→ **Direction 1**
Answer these questions about the excerpt on Chicago's finances:
(a) Which city does the excerpt say was allowed to be whacked?
(b) What is the title of the March 2015 item listed under the swaps?
(c) What dollar amount does the writer not see Chicago ponying up?

→ **Document excerpt**
+ + + + + + +

So, enjoy your “win” until someone else takes over the city because you can’t dig out of the hole.
I don’t really see anybody interested in filling Daley’s hole. Detroit was allowed to be whacked, so you’d better believe Chicago can easily be on the block as well.
I made a comment about Rahm not necessarily finding a hidey-hole in a Clinton White House… that Hillary may not win.
He did get to be an ambassador in the Biden administration, though. He is currently the U.S. ambassador to Japan.
On the swaps and CPS bonds
More on those swaps mentioned above:
March 2015: Chicago Watch: Doomed Finances Compounded by Swaps
I understand the desire to hedge variable interest rate costs with a guaranteed rate. The problem is what happens when one’s credit goes sour and one is trying to unwind these deals. When one is forced out of a swap contract, it’s not merely that counterparties stop making payments.
Nope, it’s that the swap is valued at the point-in-time and the value is made up to the counterparty.
That’s the theory, at any rate.
I don’t see Chicago ponying up $400 million for anything.

+ + + + + + +

Bounding-box records

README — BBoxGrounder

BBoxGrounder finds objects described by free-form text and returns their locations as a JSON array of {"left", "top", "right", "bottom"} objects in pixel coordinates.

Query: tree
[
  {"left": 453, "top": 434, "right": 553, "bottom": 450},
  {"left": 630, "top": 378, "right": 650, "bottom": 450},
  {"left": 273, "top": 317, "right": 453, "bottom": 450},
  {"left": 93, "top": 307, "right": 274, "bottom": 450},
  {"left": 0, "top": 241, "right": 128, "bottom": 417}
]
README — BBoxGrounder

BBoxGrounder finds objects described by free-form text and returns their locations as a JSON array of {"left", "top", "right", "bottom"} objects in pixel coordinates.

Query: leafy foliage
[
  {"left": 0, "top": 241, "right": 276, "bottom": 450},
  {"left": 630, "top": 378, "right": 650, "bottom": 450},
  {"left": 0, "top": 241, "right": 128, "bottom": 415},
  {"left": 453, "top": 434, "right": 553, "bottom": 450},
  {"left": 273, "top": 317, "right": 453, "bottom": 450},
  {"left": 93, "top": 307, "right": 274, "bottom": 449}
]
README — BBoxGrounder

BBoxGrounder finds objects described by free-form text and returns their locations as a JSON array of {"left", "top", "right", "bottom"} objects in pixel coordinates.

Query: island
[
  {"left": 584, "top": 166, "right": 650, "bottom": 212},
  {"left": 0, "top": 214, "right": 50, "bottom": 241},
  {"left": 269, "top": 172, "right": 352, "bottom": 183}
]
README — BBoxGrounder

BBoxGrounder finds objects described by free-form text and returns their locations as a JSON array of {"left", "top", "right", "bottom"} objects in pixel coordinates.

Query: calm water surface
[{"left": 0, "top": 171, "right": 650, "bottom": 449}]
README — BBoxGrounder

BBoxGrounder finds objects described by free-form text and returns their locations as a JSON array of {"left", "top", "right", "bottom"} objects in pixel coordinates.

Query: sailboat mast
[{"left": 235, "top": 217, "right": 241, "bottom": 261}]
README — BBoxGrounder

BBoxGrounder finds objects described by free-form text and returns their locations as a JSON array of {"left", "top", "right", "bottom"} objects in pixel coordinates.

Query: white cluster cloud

+ + + + + + +

→ **Direction 2**
State how many lines of the entries contain the string "Query", and give only the number. Case counts.

→ **Full solution 1**
(a) Detroit
(b) Chicago Watch: Doomed Finances Compounded by Swaps
(c) $400 million

→ **Full solution 2**
6